# Instruções de trabalho
[a] Repita fielmente o trecho do texto sobre a Inconfidência Mineira que se inicia com as palavras "Movimento de caráter" e termina em "como Conjuração Mineira.".
[b] Com base no texto sobre a Inconfidência Mineira, responda às perguntas a seguir:
(i) Por qual outro nome o movimento também ficou conhecido?
(ii) Como era conhecido o alferes Joaquim José da Silva Xavier?
(iii) A quem a obra é dedicada?

# Página
╔══
Homenagem aos 200 anos da Independência do Brasil

“Molhem Minha Goela com Cachaça da Terra” é uma obra dramática sobre a Inconfidência Mineira, revolta anticolonial no Brasil do século 18.

Movimento de caráter republicano e separatista, liderada por representantes da capitania de Minas Gerais, contra o domínio da coroa de Portugal, também ficou conhecida como Conjuração Mineira.

Os revolucionários, batizados de inconfidentes, demonstraram sua insatisfação com a política fiscal praticada por Portugal. A revolta fracassou e teve no alferes Joaquim José da Silva Xavier, conhecido como Tiradentes, seu líder.

Esta obra é dedicada ao único inconfidente negro, que também foi alferes, Vitoriano Gonçalves Veloso.
╚══
Uma sequência de entradas:
╔══
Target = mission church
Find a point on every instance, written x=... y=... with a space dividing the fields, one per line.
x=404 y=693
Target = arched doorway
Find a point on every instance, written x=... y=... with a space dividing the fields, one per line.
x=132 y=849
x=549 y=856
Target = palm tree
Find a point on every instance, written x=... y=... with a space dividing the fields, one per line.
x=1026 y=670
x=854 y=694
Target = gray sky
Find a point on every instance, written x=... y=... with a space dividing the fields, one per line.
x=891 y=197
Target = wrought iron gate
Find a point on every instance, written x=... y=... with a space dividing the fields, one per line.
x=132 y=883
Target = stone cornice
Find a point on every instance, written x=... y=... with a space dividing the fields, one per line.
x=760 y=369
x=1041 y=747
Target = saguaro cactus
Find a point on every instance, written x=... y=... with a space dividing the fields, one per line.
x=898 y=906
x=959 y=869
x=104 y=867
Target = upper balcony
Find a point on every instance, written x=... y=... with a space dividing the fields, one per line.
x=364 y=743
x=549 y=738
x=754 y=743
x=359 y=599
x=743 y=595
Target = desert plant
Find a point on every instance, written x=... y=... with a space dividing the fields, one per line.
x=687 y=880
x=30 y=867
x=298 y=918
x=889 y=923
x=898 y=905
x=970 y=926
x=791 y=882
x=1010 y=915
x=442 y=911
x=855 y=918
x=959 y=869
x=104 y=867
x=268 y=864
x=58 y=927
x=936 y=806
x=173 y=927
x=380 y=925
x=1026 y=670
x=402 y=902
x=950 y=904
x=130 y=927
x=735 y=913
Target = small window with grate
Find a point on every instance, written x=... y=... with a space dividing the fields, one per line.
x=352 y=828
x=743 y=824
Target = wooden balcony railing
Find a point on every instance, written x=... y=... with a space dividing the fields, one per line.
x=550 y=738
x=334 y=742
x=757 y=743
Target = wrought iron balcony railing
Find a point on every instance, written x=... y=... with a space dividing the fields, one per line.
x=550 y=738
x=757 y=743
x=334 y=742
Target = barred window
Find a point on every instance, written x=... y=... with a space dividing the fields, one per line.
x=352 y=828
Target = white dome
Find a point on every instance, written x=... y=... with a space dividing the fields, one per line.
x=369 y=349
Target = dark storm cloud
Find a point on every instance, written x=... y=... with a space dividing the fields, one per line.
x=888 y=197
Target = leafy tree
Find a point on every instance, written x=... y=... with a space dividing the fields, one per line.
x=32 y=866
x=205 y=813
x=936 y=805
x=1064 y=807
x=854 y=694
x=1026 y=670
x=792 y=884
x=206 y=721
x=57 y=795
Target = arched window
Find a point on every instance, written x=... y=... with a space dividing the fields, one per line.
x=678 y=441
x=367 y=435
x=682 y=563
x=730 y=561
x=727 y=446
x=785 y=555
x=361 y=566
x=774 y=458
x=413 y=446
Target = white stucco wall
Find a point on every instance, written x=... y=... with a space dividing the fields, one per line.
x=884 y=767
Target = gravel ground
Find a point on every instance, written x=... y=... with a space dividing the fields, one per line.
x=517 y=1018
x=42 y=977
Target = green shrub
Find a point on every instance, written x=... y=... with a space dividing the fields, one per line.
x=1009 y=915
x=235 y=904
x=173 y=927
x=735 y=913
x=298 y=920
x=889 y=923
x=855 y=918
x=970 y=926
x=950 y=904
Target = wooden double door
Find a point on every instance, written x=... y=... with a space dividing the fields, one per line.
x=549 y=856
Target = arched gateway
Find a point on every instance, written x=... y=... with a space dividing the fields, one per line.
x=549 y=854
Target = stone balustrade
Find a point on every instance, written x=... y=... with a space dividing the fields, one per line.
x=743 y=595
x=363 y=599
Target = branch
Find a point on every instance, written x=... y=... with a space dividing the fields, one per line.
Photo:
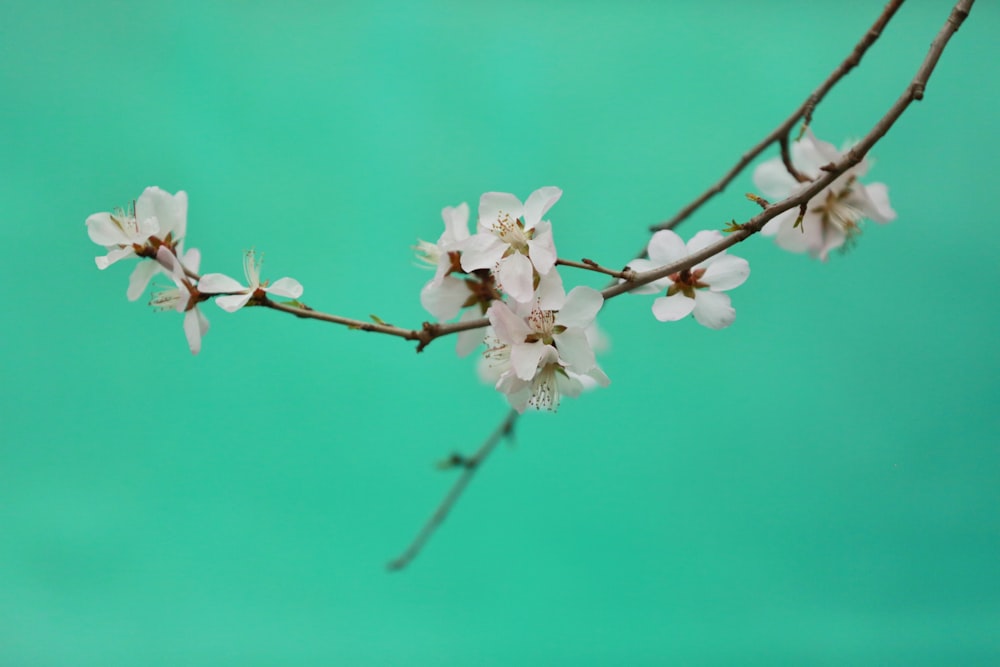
x=805 y=111
x=914 y=91
x=469 y=467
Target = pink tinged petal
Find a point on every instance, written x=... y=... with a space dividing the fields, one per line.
x=726 y=272
x=542 y=249
x=456 y=224
x=195 y=326
x=482 y=251
x=192 y=260
x=773 y=180
x=509 y=327
x=568 y=385
x=550 y=294
x=289 y=288
x=575 y=351
x=672 y=308
x=113 y=256
x=517 y=391
x=444 y=300
x=524 y=359
x=702 y=240
x=103 y=231
x=538 y=204
x=139 y=280
x=666 y=247
x=581 y=307
x=713 y=309
x=216 y=283
x=233 y=302
x=775 y=224
x=497 y=205
x=469 y=339
x=598 y=376
x=516 y=277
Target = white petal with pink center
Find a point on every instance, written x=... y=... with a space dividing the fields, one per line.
x=236 y=295
x=834 y=214
x=514 y=242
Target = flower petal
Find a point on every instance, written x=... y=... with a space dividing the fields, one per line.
x=772 y=179
x=497 y=206
x=672 y=308
x=515 y=275
x=702 y=240
x=713 y=309
x=195 y=326
x=233 y=302
x=469 y=339
x=726 y=272
x=538 y=204
x=542 y=248
x=445 y=299
x=524 y=359
x=581 y=307
x=217 y=283
x=575 y=351
x=456 y=225
x=287 y=287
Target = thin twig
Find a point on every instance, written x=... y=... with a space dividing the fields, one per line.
x=804 y=111
x=591 y=265
x=914 y=91
x=469 y=467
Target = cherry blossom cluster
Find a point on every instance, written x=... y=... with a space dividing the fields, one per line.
x=502 y=282
x=152 y=230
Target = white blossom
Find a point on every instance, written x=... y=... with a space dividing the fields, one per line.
x=515 y=243
x=834 y=214
x=179 y=297
x=236 y=295
x=698 y=290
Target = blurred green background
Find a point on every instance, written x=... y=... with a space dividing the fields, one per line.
x=817 y=485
╚══
# Respostas fornecidas
[a]
Movimento de caráter republicano e separatista, liderada por representantes da capitania de Minas Gerais, contra o domínio da coroa de Portugal, também ficou conhecida como Conjuração Mineira.

[b]
(i) Conjuração Mineira.
(ii) Tiradentes.
(iii) A Vitoriano Gonçalves Veloso, o único inconfidente negro, que também foi alferes.